• SELECTION
The state is still not convinced IU is complying with the law regarding the Kinsey Institute, according to an Oct. 8 letter to IU President Pamela Whitten and the IU Board of Trustees from Indiana Attorney General Todd Rokita and State Comptroller Elise Nieshalla.
Rokita and Nieshalla believe IU must move Kinsey out of Lindley Hall, according to the letter, though the text of the law only prohibits the use of state funds for the institute and does not explicitly require a location change.
Though IU charges the Kinsey Institute for its use of Lindley Hall, which the institute pays for using third-party funds from the Indiana University Foundation, the officials claim in their letter that the law prohibits the use of state property for the institute regardless.
The pair sent their first letter to IU on July 31, demanding confirmation the institute complies with state law. IU replied to the letter on Aug. 29.

• MATERIAL PROVIDED
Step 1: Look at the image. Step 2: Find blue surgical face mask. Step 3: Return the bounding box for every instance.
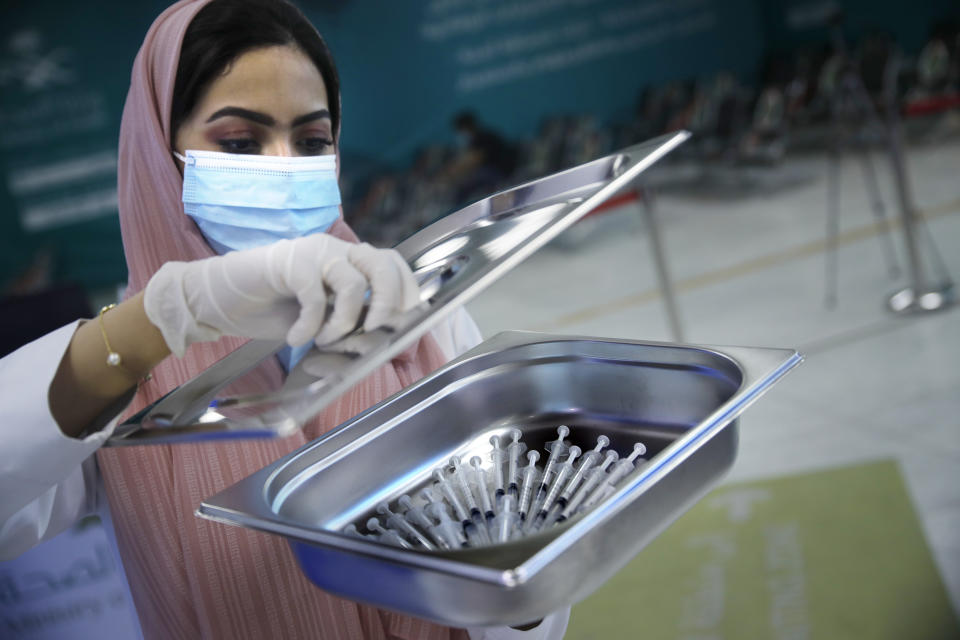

• JOB
Resume the article on the state's dispute with IU over the Kinsey Institute, starting right after its last sentence. The data has no connection to the article about the Kinsey Institute.

• ANSWER TO THE EXERCISE
Rokita and Nieshalla responded on Oct. 8 with a second letter, writing IU’s response “contained a lack of detail,” and they disagreed with the university about its claim that the institute is compliant with IC-21-20-6, which prohibits state appropriations for any costs associated with the Kinsey Institute, including land, utilities or maintenance.
The Indiana General Assembly initially passed a budget in February 2023, which prohibited state funds for the institute. Rep. Lorissa Sweet, R-Wabash, proposed the amendment to House Bill 1001, alleging, without evidence, that the institute conducted child sex studies and harbored sexual predators. The amendment passed with a vote of 53-34.
Indiana Gov. Eric Holcomb signed the state budget bill into law, which went into effect in July 2023.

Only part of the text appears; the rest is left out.